◆ Material ◆
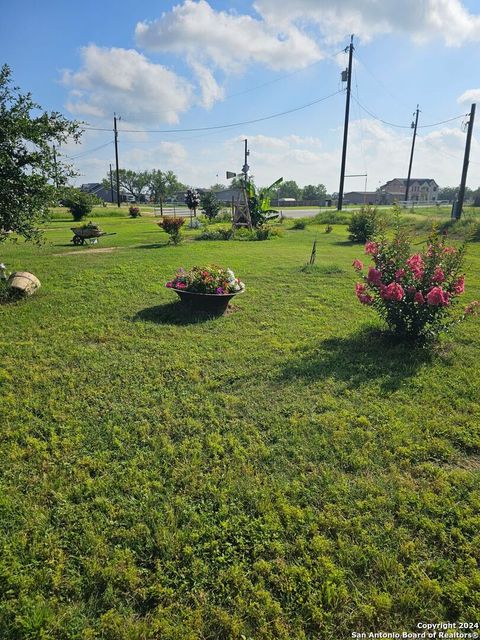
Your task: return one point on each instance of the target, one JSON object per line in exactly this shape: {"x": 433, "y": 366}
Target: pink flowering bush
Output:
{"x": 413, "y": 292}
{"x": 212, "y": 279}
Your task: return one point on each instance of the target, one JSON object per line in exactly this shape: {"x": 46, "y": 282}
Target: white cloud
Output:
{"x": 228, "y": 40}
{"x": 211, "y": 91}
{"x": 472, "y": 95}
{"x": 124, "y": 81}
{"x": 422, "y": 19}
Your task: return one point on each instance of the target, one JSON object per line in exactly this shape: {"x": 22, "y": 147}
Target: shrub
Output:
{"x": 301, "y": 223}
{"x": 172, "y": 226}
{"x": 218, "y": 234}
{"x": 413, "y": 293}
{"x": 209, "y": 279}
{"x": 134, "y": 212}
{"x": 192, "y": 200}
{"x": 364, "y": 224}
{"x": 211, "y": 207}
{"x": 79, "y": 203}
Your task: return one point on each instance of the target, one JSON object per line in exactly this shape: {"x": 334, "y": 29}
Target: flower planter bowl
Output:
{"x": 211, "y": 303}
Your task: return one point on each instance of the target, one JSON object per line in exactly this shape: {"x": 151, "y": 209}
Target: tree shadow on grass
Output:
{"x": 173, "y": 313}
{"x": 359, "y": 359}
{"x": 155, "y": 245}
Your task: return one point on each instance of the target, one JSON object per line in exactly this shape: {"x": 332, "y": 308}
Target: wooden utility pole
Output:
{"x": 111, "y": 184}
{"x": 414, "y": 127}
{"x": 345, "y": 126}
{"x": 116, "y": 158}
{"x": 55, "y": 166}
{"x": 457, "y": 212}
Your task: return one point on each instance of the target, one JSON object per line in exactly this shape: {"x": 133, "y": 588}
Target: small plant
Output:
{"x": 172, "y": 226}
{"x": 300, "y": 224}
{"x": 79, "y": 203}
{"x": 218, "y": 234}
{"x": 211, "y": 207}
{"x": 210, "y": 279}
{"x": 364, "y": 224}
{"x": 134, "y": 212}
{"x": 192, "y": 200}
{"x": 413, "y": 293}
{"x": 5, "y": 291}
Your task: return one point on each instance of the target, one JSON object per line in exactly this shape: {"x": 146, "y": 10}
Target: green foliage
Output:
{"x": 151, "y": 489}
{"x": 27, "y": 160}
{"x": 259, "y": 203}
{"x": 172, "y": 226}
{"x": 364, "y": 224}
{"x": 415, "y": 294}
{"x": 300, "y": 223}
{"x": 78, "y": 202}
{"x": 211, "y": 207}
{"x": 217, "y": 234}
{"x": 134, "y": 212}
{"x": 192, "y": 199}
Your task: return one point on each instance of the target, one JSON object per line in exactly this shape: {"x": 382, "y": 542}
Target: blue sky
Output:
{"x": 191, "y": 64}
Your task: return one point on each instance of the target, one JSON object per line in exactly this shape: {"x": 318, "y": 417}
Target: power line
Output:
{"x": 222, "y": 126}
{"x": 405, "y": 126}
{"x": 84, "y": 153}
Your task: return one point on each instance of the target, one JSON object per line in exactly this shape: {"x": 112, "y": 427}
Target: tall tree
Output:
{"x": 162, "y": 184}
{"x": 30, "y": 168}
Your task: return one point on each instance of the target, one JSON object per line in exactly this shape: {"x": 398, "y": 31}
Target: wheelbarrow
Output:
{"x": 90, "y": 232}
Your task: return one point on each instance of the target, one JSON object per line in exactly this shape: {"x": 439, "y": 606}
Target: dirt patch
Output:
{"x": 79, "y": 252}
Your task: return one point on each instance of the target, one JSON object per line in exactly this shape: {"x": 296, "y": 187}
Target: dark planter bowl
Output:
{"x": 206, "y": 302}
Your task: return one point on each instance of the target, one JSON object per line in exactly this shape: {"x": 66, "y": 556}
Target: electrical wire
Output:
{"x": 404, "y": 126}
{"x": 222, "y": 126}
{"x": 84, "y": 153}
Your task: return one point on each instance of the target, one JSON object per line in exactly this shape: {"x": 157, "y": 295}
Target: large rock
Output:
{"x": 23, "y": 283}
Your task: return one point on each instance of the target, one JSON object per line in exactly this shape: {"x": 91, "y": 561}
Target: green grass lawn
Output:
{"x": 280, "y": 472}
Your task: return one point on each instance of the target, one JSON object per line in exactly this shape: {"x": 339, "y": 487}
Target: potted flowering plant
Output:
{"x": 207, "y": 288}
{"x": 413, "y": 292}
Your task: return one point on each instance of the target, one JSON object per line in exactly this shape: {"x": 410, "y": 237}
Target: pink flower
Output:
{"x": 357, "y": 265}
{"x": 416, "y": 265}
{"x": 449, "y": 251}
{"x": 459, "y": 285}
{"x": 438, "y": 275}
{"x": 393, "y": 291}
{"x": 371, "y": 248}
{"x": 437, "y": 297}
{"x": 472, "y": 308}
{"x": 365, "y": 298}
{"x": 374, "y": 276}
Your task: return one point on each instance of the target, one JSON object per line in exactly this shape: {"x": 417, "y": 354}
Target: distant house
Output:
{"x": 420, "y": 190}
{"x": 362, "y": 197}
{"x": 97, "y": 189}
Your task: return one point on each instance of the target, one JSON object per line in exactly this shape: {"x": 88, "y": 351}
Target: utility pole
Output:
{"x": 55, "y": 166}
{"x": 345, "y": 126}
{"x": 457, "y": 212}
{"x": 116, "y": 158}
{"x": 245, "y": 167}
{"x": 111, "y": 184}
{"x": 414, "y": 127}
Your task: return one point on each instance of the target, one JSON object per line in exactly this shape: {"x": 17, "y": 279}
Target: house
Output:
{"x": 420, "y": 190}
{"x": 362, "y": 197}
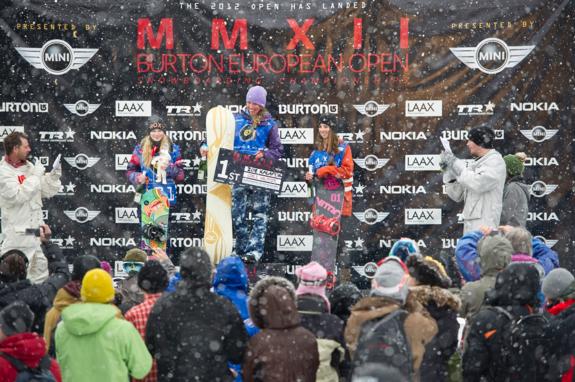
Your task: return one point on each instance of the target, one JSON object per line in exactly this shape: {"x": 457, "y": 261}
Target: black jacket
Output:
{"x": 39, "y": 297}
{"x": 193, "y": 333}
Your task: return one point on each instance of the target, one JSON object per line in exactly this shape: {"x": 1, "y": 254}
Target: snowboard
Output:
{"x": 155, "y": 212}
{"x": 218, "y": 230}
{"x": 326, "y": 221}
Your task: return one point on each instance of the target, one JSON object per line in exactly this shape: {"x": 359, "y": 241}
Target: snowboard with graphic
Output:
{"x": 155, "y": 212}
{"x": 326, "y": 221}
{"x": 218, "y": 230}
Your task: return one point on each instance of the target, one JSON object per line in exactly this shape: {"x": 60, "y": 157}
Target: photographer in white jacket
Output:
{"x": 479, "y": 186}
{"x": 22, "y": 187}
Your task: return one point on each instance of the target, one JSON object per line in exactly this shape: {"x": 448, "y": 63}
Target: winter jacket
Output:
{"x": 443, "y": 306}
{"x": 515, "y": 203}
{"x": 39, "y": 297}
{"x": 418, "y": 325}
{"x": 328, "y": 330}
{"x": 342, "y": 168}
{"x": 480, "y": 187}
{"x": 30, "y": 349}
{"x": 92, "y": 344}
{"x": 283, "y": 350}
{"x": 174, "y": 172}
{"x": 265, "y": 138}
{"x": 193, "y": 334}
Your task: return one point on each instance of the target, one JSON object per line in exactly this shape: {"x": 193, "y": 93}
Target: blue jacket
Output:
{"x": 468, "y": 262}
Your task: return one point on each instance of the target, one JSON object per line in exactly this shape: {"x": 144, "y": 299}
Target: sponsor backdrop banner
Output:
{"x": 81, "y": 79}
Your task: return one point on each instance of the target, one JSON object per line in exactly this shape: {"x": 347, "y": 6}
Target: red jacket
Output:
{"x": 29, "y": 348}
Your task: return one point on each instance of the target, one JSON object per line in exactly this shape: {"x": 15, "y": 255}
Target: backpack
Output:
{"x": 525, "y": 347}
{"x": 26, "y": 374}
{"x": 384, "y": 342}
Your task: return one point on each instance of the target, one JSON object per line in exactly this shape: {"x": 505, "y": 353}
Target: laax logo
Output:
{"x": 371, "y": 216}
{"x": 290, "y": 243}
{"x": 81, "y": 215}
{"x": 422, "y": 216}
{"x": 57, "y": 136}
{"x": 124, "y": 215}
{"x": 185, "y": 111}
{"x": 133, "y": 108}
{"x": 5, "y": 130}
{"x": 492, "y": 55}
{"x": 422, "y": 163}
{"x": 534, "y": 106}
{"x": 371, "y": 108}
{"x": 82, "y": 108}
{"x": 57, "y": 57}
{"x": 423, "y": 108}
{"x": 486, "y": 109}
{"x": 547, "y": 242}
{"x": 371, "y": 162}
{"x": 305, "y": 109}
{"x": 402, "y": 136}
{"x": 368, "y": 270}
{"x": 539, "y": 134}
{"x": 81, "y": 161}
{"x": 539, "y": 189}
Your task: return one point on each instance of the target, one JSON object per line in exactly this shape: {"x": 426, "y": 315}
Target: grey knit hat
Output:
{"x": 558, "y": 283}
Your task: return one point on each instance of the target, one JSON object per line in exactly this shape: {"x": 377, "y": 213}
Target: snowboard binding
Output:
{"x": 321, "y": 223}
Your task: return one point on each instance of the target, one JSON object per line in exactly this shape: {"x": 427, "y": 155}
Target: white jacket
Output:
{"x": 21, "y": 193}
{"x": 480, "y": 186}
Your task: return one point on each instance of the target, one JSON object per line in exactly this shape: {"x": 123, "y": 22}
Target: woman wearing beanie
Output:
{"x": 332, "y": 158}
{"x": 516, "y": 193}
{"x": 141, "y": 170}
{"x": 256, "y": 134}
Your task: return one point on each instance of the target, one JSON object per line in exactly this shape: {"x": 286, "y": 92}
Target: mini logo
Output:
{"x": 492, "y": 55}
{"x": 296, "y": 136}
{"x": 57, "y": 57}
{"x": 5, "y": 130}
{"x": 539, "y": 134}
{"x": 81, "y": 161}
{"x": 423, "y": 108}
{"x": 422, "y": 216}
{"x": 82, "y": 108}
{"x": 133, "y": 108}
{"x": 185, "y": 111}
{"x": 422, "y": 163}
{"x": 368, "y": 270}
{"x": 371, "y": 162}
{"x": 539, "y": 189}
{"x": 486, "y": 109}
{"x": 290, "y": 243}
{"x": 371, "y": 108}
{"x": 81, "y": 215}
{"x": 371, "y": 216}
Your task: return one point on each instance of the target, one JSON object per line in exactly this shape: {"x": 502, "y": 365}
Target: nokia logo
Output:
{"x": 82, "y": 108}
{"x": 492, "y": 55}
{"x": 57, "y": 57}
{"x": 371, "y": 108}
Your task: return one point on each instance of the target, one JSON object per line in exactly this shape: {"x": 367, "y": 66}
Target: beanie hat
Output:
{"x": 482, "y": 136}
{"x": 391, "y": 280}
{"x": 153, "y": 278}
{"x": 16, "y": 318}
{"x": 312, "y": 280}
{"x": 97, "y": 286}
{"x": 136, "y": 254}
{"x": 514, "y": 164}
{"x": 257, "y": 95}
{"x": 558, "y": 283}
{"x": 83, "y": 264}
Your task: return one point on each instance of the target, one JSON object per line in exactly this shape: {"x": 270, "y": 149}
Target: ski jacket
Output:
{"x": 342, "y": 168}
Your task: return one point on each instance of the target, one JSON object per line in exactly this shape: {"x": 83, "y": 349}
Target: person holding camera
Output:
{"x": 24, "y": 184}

◆ Aim of the exercise ◆
Gather every line in the items above that contains the string "bowl". Matches must have the same letter case.

◆ Worked solution ◆
Target: flower planter bowl
Target: dark planter bowl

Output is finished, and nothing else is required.